__Stated goal__
How many lines of the data below contain the string "cycad"? Treat uppercase and lowercase as different, and reply with the number only.

Coordinate labeling data
* Start *

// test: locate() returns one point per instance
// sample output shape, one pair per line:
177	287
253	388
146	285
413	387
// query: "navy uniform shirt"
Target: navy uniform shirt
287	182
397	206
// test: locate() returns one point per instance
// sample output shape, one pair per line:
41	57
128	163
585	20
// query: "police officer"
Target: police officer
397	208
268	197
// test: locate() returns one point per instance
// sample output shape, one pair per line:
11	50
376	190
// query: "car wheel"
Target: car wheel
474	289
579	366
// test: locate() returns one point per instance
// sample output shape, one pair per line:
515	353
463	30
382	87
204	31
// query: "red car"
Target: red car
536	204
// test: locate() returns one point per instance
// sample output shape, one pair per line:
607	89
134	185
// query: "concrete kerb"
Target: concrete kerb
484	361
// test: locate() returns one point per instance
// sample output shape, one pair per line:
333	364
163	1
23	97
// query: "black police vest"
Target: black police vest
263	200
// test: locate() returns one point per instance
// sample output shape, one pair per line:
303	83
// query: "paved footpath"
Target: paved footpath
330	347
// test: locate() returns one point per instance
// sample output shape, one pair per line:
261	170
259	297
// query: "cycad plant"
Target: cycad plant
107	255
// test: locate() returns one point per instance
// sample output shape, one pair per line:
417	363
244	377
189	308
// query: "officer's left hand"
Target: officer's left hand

* End *
* Start *

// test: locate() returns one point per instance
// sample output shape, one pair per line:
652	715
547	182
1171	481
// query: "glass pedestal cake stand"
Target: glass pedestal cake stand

* End *

__Task output__
2